■ **Written problem**
In the rows below, give the lines as a JSON list of strings, one string per line, with blank lines omitted. Start at the line that contains "indicate the metal" and end at the line that contains "column 136, row 110", including both, and return those lines alone.

■ **Material**

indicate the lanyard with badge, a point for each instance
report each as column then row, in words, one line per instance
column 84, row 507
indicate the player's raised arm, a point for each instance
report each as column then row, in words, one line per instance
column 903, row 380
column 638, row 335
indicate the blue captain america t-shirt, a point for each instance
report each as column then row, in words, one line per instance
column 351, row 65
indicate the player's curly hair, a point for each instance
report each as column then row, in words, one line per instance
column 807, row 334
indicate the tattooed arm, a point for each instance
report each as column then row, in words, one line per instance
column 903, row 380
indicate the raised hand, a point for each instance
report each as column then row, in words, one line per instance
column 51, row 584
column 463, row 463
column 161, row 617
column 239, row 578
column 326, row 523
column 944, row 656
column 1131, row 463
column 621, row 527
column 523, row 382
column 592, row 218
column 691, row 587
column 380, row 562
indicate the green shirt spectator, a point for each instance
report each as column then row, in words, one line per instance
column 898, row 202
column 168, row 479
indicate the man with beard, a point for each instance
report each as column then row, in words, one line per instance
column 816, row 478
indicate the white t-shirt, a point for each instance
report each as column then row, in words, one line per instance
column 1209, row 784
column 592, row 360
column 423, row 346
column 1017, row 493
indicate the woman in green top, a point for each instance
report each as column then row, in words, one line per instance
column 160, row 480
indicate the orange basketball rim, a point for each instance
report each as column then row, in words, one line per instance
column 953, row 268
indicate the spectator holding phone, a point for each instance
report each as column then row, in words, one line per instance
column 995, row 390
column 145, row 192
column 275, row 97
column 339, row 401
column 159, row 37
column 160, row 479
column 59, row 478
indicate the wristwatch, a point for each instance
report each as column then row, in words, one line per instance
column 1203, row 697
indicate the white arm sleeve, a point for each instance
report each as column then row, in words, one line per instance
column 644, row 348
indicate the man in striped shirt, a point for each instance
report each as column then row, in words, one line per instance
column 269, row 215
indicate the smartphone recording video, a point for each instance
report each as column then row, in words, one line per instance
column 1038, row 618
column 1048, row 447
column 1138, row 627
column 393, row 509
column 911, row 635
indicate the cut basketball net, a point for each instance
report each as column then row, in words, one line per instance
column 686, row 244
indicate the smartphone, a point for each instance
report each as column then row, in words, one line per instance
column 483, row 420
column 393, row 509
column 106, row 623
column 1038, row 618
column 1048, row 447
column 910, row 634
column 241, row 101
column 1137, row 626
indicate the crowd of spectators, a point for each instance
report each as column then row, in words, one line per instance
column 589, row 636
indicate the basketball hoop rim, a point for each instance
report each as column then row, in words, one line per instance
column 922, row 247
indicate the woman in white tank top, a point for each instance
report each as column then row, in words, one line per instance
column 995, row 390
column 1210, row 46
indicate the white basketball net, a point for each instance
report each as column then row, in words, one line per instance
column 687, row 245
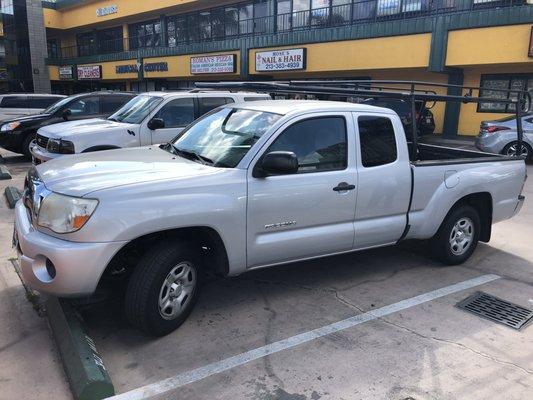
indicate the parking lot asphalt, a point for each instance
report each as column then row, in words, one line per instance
column 427, row 350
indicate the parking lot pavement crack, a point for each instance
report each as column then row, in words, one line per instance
column 269, row 368
column 458, row 344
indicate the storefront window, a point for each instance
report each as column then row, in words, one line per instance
column 300, row 13
column 110, row 40
column 145, row 34
column 490, row 83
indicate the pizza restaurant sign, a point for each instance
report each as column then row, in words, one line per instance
column 219, row 64
column 280, row 60
column 89, row 72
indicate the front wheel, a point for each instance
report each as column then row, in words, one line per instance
column 458, row 236
column 512, row 150
column 163, row 288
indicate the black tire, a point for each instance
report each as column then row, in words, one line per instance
column 441, row 243
column 25, row 149
column 142, row 302
column 511, row 149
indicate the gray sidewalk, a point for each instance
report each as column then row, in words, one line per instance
column 29, row 364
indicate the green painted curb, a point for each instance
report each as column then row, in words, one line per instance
column 83, row 365
column 4, row 173
column 12, row 196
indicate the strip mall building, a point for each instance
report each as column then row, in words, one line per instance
column 167, row 44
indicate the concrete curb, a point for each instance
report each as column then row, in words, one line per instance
column 83, row 365
column 12, row 196
column 4, row 173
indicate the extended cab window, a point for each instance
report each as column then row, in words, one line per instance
column 112, row 103
column 42, row 102
column 319, row 143
column 177, row 113
column 85, row 106
column 15, row 102
column 378, row 141
column 210, row 103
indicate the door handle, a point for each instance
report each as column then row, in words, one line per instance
column 343, row 186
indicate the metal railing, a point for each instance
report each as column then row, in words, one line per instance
column 357, row 12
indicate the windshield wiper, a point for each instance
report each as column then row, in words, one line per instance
column 191, row 153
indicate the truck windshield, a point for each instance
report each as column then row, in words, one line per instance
column 57, row 105
column 224, row 136
column 136, row 110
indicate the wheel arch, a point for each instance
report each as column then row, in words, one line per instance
column 482, row 203
column 207, row 239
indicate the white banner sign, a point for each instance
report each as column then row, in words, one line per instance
column 280, row 60
column 219, row 64
column 90, row 72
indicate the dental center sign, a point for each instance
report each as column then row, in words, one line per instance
column 280, row 60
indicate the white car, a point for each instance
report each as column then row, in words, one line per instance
column 21, row 104
column 150, row 118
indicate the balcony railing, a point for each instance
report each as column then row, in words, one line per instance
column 358, row 12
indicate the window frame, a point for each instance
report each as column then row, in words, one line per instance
column 266, row 148
column 359, row 142
column 509, row 77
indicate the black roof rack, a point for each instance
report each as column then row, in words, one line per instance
column 396, row 89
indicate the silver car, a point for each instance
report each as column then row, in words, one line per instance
column 500, row 136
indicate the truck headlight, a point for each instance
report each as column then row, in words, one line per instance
column 11, row 126
column 60, row 146
column 65, row 214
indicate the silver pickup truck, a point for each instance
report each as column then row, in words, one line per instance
column 249, row 186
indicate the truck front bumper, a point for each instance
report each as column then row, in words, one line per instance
column 40, row 155
column 59, row 267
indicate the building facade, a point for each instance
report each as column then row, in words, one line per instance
column 22, row 47
column 168, row 44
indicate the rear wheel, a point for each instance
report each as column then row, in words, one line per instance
column 458, row 236
column 512, row 150
column 163, row 288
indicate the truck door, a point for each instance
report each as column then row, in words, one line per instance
column 309, row 213
column 384, row 180
column 176, row 115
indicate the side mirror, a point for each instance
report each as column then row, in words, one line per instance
column 156, row 123
column 278, row 163
column 67, row 113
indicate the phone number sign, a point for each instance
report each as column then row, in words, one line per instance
column 280, row 60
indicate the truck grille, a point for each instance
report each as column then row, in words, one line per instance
column 42, row 141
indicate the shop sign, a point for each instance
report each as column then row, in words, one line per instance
column 89, row 72
column 103, row 11
column 530, row 53
column 219, row 64
column 280, row 60
column 127, row 69
column 65, row 72
column 156, row 67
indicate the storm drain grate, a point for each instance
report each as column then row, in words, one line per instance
column 497, row 310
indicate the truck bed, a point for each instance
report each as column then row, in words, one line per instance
column 429, row 154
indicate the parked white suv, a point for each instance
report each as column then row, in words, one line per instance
column 21, row 104
column 150, row 118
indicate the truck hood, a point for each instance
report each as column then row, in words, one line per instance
column 82, row 174
column 71, row 128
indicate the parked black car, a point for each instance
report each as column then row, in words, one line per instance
column 16, row 134
column 424, row 116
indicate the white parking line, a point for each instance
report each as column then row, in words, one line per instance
column 217, row 367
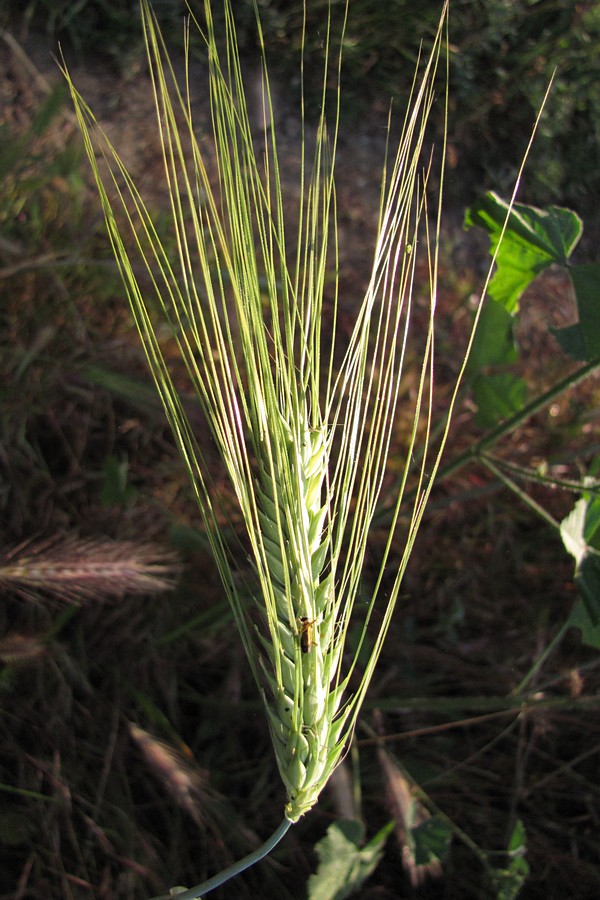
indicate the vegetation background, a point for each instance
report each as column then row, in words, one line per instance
column 133, row 749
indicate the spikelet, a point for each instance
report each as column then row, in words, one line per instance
column 299, row 659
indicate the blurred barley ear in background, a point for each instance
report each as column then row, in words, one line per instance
column 303, row 427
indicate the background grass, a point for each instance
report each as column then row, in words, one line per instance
column 90, row 807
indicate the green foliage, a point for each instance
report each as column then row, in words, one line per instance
column 345, row 863
column 40, row 185
column 525, row 241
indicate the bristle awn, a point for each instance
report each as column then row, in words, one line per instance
column 304, row 429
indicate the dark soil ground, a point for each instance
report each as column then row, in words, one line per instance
column 88, row 805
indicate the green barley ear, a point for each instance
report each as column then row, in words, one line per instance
column 304, row 435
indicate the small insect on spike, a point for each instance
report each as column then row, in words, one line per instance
column 306, row 633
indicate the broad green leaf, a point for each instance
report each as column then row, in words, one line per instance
column 533, row 240
column 494, row 343
column 509, row 881
column 344, row 865
column 582, row 340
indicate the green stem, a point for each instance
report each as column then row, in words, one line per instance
column 518, row 418
column 236, row 868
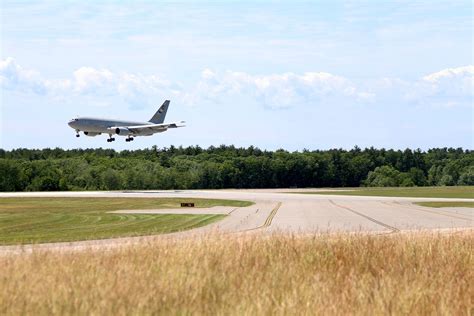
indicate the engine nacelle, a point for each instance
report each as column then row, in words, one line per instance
column 91, row 134
column 119, row 130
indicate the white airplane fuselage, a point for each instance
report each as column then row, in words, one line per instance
column 91, row 126
column 96, row 126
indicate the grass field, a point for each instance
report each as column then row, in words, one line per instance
column 416, row 274
column 446, row 204
column 39, row 220
column 429, row 192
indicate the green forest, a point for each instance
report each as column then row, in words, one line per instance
column 230, row 167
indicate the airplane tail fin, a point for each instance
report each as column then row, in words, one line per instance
column 159, row 116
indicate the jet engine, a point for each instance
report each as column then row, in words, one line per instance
column 119, row 130
column 91, row 134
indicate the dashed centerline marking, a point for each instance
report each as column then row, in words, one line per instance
column 268, row 220
column 272, row 214
column 393, row 229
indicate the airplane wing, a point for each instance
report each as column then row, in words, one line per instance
column 154, row 128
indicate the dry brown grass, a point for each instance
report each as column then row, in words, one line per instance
column 424, row 273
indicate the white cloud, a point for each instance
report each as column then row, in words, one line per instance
column 276, row 90
column 86, row 81
column 449, row 87
column 451, row 81
column 15, row 77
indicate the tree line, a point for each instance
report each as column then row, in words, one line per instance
column 230, row 167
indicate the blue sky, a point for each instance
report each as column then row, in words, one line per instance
column 293, row 75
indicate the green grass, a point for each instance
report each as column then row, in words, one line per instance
column 446, row 204
column 435, row 192
column 39, row 220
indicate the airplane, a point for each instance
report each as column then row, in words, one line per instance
column 95, row 126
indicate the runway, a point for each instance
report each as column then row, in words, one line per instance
column 277, row 211
column 281, row 211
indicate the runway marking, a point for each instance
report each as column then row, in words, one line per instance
column 267, row 222
column 272, row 214
column 393, row 229
column 411, row 206
column 232, row 211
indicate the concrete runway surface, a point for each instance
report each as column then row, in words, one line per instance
column 280, row 211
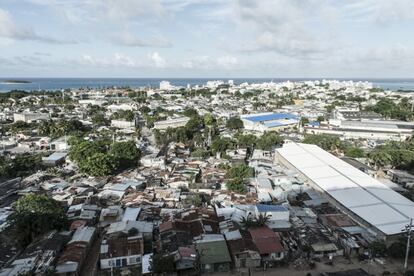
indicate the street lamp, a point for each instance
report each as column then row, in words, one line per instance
column 407, row 229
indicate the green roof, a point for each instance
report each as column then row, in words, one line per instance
column 213, row 252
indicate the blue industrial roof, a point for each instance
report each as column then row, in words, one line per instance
column 316, row 123
column 273, row 124
column 270, row 208
column 269, row 117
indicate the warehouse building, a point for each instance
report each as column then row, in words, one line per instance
column 269, row 121
column 381, row 210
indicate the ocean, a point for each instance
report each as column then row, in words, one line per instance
column 65, row 83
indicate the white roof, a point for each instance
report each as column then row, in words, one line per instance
column 146, row 263
column 131, row 213
column 365, row 196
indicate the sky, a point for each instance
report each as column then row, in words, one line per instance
column 207, row 38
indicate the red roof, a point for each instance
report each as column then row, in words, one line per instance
column 187, row 251
column 265, row 240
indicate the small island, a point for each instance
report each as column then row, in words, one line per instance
column 15, row 81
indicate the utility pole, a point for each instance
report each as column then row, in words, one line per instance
column 407, row 252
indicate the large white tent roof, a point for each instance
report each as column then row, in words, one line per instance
column 365, row 196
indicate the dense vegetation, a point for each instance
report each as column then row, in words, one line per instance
column 389, row 109
column 396, row 154
column 34, row 215
column 21, row 165
column 236, row 178
column 102, row 158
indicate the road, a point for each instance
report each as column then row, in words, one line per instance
column 90, row 266
column 340, row 264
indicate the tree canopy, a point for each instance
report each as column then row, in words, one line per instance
column 34, row 215
column 102, row 158
column 162, row 264
column 234, row 123
column 236, row 177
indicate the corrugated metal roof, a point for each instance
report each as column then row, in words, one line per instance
column 363, row 195
column 269, row 117
column 270, row 208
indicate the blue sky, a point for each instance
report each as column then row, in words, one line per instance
column 207, row 38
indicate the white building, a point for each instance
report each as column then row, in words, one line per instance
column 172, row 123
column 165, row 85
column 371, row 203
column 29, row 117
column 269, row 121
column 122, row 124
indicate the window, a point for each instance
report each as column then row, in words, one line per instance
column 118, row 262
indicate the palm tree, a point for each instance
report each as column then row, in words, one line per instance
column 262, row 220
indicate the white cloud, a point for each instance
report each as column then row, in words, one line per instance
column 209, row 63
column 126, row 38
column 117, row 60
column 227, row 62
column 9, row 29
column 157, row 60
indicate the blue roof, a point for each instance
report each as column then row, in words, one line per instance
column 270, row 208
column 273, row 124
column 269, row 117
column 316, row 123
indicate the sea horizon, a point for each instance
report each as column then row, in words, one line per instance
column 57, row 83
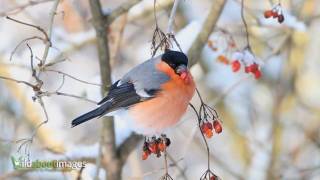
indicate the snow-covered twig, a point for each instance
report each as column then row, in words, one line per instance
column 172, row 16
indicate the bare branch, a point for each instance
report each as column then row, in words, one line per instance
column 17, row 81
column 23, row 41
column 20, row 8
column 123, row 8
column 48, row 44
column 208, row 26
column 72, row 77
column 128, row 145
column 31, row 25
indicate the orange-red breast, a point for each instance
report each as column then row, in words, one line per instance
column 154, row 94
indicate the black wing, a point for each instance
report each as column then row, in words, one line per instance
column 121, row 96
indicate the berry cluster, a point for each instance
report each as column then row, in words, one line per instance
column 209, row 175
column 155, row 146
column 222, row 41
column 250, row 63
column 207, row 128
column 275, row 12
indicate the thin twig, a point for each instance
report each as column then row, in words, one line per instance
column 32, row 25
column 245, row 25
column 23, row 41
column 52, row 14
column 172, row 17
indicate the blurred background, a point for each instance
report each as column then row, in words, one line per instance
column 270, row 125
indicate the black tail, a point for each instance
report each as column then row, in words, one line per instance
column 90, row 115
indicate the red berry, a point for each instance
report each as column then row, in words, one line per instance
column 235, row 65
column 153, row 148
column 257, row 74
column 204, row 127
column 209, row 125
column 280, row 18
column 275, row 14
column 145, row 155
column 167, row 142
column 217, row 126
column 268, row 13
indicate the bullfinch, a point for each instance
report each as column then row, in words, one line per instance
column 154, row 94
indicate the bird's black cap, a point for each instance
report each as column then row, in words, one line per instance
column 174, row 58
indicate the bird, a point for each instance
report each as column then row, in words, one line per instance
column 153, row 95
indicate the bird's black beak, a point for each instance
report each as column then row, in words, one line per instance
column 181, row 69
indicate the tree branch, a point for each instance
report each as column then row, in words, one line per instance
column 107, row 142
column 127, row 146
column 123, row 8
column 194, row 52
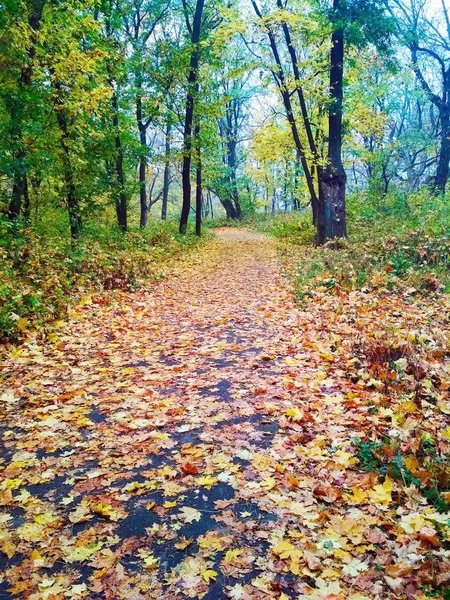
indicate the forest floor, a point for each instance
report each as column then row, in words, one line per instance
column 199, row 439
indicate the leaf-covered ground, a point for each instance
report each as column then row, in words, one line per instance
column 200, row 440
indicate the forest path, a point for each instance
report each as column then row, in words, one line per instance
column 190, row 440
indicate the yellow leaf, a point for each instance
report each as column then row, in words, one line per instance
column 80, row 553
column 382, row 494
column 190, row 514
column 106, row 510
column 268, row 483
column 151, row 562
column 294, row 413
column 131, row 487
column 209, row 575
column 359, row 496
column 183, row 543
column 207, row 481
column 22, row 324
column 231, row 555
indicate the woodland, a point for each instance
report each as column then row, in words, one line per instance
column 224, row 299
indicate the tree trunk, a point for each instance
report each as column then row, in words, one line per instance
column 120, row 196
column 442, row 172
column 20, row 178
column 166, row 183
column 198, row 187
column 331, row 216
column 190, row 101
column 142, row 156
column 73, row 206
column 283, row 88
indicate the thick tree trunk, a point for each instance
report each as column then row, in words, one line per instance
column 331, row 216
column 229, row 207
column 190, row 101
column 73, row 206
column 166, row 184
column 442, row 172
column 198, row 190
column 142, row 156
column 283, row 87
column 120, row 195
column 20, row 178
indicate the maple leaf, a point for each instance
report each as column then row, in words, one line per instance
column 151, row 562
column 382, row 494
column 286, row 550
column 80, row 553
column 209, row 575
column 183, row 543
column 207, row 481
column 106, row 510
column 189, row 515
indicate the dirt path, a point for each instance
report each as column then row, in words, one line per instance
column 190, row 441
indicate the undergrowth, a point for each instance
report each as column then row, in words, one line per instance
column 42, row 272
column 394, row 242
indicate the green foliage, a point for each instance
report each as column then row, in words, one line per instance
column 295, row 228
column 393, row 242
column 41, row 275
column 387, row 458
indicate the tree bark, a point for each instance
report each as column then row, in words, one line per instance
column 331, row 216
column 198, row 187
column 142, row 156
column 20, row 178
column 166, row 183
column 73, row 206
column 190, row 101
column 283, row 88
column 442, row 172
column 120, row 195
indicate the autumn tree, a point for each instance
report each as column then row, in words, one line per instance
column 427, row 37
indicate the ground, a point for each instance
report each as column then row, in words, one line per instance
column 197, row 440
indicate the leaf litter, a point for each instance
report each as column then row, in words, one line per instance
column 207, row 438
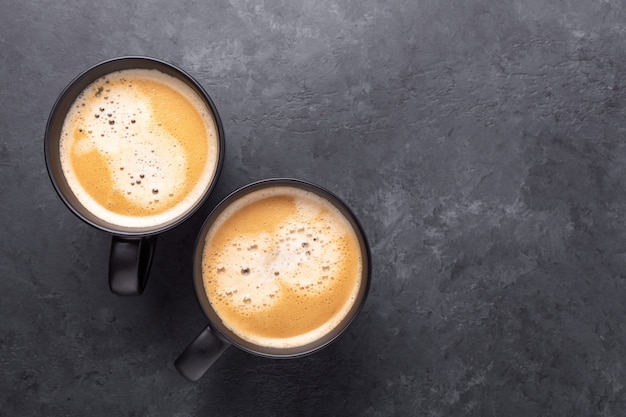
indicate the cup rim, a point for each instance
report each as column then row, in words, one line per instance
column 215, row 322
column 67, row 97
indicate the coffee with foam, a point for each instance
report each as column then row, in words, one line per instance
column 139, row 148
column 282, row 267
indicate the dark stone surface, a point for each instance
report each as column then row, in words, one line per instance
column 481, row 143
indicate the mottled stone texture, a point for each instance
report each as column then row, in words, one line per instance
column 480, row 142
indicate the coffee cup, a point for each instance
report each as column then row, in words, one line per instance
column 133, row 147
column 281, row 268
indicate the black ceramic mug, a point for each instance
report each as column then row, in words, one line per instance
column 181, row 101
column 281, row 269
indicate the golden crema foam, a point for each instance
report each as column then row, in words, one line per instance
column 139, row 148
column 281, row 267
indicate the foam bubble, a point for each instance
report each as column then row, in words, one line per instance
column 294, row 264
column 134, row 145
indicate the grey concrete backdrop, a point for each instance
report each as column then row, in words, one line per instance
column 480, row 142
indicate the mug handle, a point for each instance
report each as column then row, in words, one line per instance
column 129, row 264
column 198, row 357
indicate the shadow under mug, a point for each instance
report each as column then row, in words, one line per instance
column 211, row 342
column 132, row 248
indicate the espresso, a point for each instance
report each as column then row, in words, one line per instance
column 139, row 148
column 282, row 267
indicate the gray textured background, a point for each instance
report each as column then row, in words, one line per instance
column 481, row 143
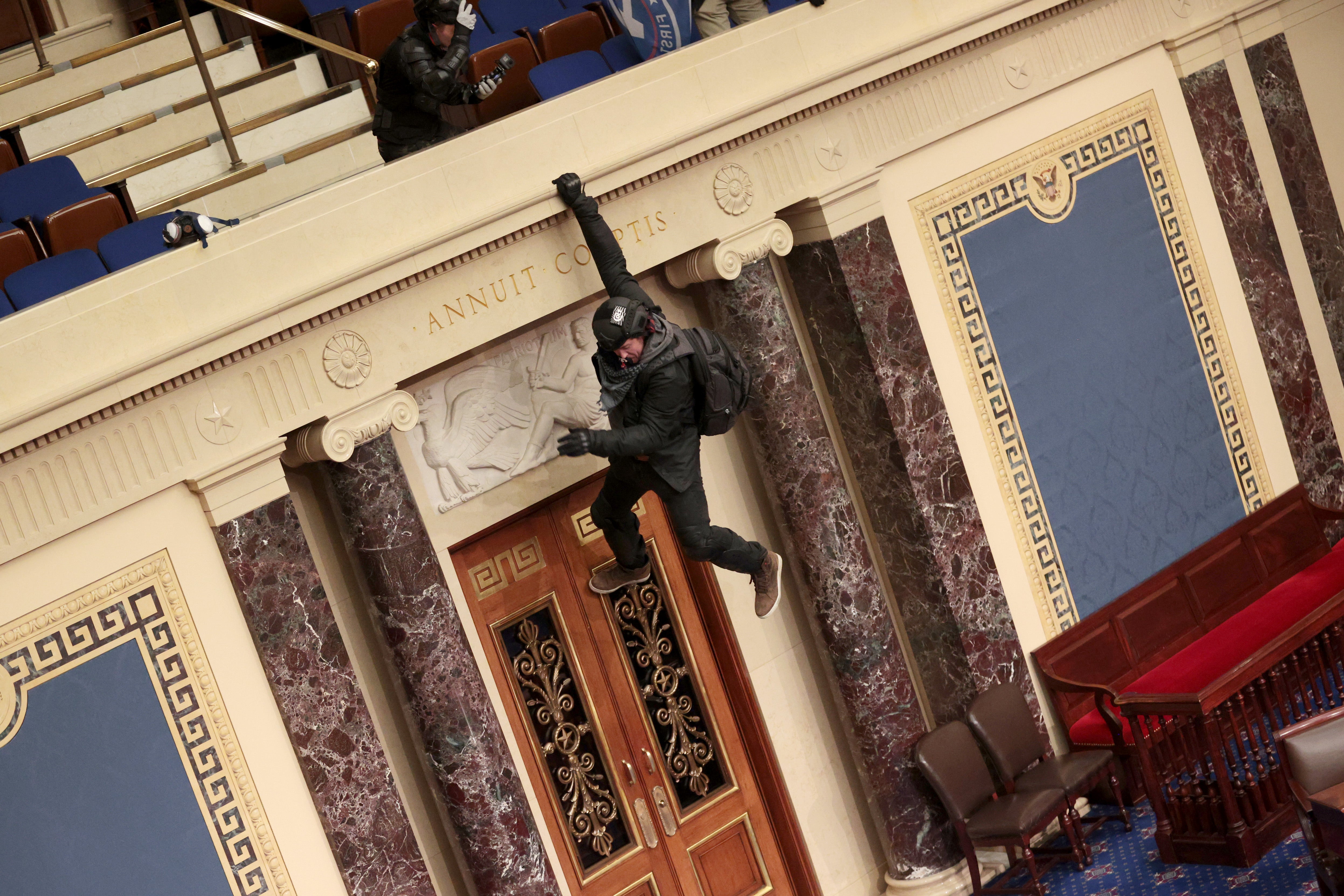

■ **Finished task**
[
  "indicate the metal railing, a point for each instance",
  "report each as column then row, in words, one line per instance",
  "column 357, row 12",
  "indicate the windshield wiper, a point for each instance",
  "report each as column then row, in words, one line per instance",
  "column 191, row 153",
  "indicate the truck windshield, a point for each instance",
  "report each as column then row, in words, one line per instance",
  "column 57, row 105",
  "column 224, row 136",
  "column 136, row 110"
]